[Task material]
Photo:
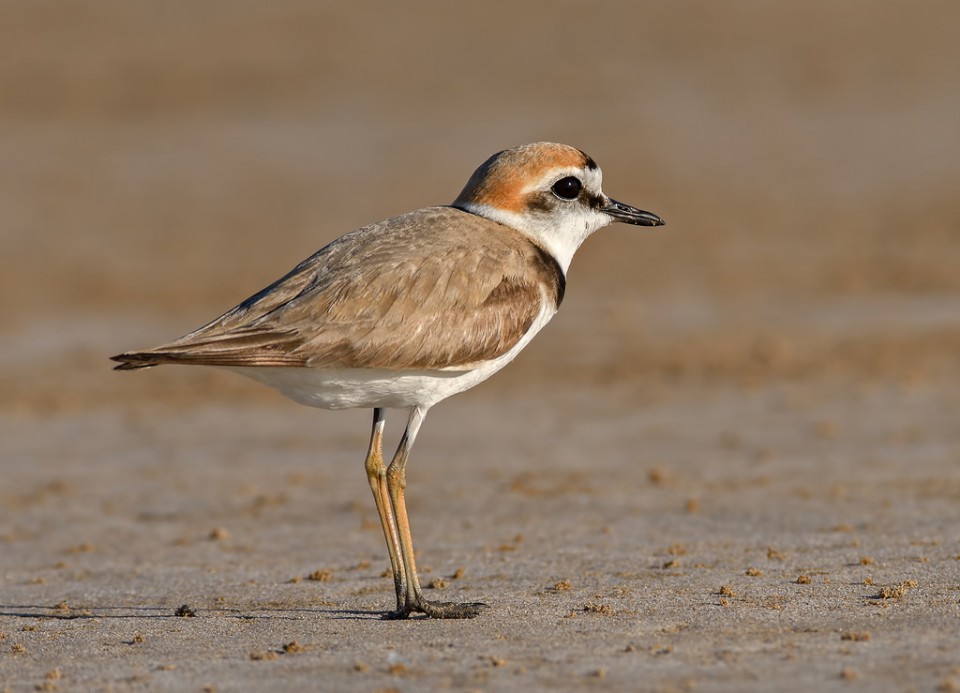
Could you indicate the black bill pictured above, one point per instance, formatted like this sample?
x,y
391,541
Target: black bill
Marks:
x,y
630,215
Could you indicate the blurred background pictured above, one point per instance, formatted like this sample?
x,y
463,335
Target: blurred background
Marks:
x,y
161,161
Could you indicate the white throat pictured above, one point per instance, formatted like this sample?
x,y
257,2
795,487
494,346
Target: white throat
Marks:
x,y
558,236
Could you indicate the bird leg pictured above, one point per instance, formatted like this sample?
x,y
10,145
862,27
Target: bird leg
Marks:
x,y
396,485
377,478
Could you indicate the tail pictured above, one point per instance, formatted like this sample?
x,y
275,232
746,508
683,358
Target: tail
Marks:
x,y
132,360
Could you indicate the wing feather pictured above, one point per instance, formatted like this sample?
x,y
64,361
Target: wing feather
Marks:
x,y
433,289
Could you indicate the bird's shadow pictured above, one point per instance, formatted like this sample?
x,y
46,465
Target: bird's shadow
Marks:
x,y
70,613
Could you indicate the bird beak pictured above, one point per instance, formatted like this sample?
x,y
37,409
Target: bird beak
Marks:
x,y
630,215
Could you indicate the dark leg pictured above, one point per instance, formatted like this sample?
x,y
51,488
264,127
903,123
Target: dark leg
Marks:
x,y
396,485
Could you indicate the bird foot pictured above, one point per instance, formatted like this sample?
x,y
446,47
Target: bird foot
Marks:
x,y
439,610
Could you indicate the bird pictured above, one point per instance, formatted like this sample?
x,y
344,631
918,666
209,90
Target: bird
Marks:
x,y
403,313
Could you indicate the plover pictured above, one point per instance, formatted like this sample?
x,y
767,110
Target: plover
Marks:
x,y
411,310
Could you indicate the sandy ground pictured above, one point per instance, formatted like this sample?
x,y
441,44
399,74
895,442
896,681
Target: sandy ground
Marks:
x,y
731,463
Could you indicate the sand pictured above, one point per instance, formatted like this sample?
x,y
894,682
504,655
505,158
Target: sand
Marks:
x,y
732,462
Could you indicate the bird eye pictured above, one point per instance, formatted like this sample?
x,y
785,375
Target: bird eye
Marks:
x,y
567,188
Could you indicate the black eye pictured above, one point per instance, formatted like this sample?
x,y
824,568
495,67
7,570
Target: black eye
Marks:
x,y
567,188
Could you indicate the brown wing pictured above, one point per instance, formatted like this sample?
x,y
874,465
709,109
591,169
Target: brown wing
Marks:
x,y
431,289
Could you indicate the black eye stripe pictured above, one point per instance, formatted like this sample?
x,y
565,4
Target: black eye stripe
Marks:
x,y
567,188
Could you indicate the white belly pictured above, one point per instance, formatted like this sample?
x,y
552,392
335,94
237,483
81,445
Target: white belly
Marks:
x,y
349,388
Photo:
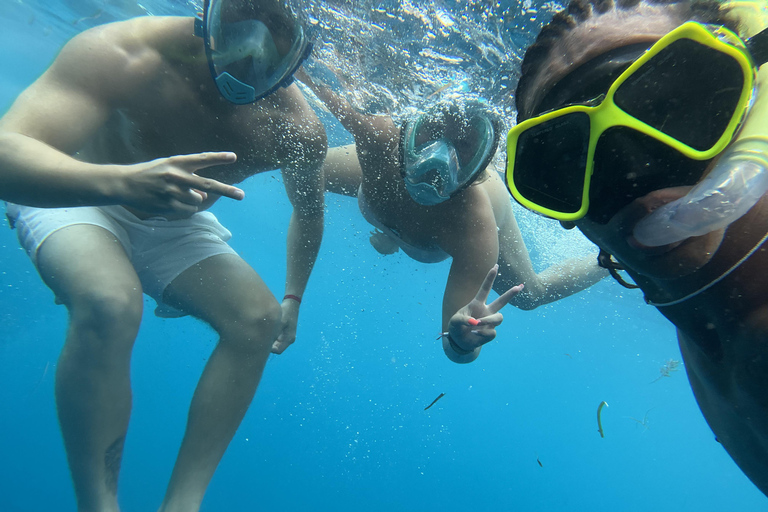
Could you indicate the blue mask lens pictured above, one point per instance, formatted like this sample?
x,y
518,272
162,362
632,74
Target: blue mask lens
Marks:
[/Task material]
## [Problem to work on]
Please state how many lines of the material above include the word "dark"; the number is the whole answer.

## [Exercise solution]
2